Given passage:
^^^^

Phonetic orthographies

Gerard Meijssen gerardm at wiktionaryz.org
Wed Nov 29 17:13:58 CET 2006


Doug Ewell schreef:
> Peter Constable <petercon at microsoft dot com> wrote:
>
>> As for Romanian vs. Moldavian, I've been inclined to deprecate one, 
>> but there is legacy usage that remains a reality (and since this 
>> isn't something that needs to be fixed prior to publication of 639-3, 
>> it's not a priority for me to get it changed).
>
> I assume you mean "deprecate one" in ISO 639-3, not in the IANA 
> Language Subtag Registry.  We are committed to following the ISO 
> standards except as necessary to ensure stability and avoid conflict.  
> Second-guessing the ISO RA's doesn't fall within that scope.  We might 
> add a Comments field to one or both language subtags indicating the 
> equivalence, but that's it.

^^^^

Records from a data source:
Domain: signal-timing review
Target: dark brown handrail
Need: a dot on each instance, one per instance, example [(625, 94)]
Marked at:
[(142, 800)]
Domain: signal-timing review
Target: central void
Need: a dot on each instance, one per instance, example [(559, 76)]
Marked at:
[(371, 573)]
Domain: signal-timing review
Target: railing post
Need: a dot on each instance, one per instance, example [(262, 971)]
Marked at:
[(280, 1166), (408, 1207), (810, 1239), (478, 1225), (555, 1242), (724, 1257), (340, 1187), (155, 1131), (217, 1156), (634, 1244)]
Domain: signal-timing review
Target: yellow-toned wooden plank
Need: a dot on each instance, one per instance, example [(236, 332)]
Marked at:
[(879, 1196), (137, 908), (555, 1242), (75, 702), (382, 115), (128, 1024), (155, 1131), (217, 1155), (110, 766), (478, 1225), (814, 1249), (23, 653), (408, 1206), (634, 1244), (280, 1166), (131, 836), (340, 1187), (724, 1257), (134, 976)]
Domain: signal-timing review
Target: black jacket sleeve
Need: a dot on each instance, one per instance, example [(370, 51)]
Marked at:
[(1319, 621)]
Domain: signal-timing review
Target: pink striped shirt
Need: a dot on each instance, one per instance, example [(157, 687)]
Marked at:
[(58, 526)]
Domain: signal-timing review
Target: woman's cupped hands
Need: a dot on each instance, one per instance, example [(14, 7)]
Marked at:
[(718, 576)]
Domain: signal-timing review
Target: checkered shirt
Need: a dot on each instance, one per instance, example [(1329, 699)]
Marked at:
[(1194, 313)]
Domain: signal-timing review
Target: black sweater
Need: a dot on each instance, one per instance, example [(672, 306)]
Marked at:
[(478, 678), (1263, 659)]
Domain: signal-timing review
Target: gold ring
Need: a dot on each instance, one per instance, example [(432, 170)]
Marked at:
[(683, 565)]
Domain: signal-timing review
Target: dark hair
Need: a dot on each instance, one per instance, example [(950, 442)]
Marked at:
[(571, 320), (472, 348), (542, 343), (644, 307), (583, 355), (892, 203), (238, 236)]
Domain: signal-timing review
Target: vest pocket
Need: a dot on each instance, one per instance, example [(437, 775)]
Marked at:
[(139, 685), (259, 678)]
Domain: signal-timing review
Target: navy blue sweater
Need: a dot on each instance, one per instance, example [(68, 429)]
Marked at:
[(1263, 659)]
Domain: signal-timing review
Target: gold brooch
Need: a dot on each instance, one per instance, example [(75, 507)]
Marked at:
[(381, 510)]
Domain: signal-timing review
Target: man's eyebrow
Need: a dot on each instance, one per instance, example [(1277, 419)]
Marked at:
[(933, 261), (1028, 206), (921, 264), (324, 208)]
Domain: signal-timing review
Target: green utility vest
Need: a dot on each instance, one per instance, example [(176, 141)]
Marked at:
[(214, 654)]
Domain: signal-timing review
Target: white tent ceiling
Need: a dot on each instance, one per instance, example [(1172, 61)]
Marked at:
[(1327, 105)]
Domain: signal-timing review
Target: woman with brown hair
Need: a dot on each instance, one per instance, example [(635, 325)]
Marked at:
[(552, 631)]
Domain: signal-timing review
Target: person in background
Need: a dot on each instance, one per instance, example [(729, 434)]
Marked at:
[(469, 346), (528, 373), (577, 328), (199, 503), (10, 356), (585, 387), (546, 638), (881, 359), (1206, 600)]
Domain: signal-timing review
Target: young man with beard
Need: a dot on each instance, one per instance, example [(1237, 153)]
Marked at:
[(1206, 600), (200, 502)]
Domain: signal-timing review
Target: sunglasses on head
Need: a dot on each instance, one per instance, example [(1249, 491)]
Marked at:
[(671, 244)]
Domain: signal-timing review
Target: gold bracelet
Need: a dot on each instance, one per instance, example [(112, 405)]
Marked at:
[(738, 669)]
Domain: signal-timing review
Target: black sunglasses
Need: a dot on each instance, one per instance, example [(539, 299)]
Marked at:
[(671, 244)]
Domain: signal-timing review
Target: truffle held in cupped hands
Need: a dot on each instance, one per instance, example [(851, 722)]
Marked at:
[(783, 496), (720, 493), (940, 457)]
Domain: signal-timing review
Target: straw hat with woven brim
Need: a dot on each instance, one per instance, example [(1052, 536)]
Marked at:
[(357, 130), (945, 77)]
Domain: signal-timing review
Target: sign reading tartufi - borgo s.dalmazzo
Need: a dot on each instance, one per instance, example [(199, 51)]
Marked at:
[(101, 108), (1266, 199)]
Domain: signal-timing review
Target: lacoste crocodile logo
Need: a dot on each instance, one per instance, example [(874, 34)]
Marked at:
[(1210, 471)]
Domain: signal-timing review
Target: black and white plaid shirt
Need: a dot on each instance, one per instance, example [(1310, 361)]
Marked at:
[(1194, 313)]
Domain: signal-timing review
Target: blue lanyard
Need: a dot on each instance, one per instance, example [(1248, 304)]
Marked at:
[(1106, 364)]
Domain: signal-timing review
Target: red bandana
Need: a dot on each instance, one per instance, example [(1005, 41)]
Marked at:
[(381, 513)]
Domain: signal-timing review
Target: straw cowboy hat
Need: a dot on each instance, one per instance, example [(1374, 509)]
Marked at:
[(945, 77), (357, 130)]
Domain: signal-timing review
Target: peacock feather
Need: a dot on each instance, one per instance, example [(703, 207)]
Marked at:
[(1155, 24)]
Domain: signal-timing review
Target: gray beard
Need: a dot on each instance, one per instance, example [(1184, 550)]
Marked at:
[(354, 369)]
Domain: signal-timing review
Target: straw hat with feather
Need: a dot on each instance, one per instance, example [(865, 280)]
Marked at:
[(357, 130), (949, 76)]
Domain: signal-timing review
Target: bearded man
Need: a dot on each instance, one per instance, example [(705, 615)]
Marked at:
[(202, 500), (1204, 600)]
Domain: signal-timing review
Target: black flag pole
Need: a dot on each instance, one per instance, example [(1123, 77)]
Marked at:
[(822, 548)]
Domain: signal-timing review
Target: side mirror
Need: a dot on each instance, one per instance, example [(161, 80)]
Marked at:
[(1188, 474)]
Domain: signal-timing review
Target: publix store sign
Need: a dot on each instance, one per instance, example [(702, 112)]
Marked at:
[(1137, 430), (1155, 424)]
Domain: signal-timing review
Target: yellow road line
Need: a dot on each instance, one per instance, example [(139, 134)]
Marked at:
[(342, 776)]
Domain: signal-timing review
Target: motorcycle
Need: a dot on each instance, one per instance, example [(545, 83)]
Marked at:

^^^^

Tasks to carry out:
[1] Reproduce word for word the part of the message starting at "Gerard Meijssen gerardm" and ending at "get it changed).".
[2] According to the message, why would the IANA Language Subtag Registry do no more than add a Comments field for Romanian and Moldavian instead of deprecating one of them? Answer in one to three sentences.

Solutions to the exercise:
[1]
Gerard Meijssen gerardm at wiktionaryz.org
Wed Nov 29 17:13:58 CET 2006


Doug Ewell schreef:
> Peter Constable <petercon at microsoft dot com> wrote:
>
>> As for Romanian vs. Moldavian, I've been inclined to deprecate one, 
>> but there is legacy usage that remains a reality (and since this 
>> isn't something that needs to be fixed prior to publication of 639-3, 
>> it's not a priority for me to get it changed).

[2] The registry is committed to following the ISO standards except where that is needed to ensure stability and avoid conflict. Second-guessing the ISO RAs falls outside that scope, so at most it would add a Comments field to one or both subtags noting the equivalence.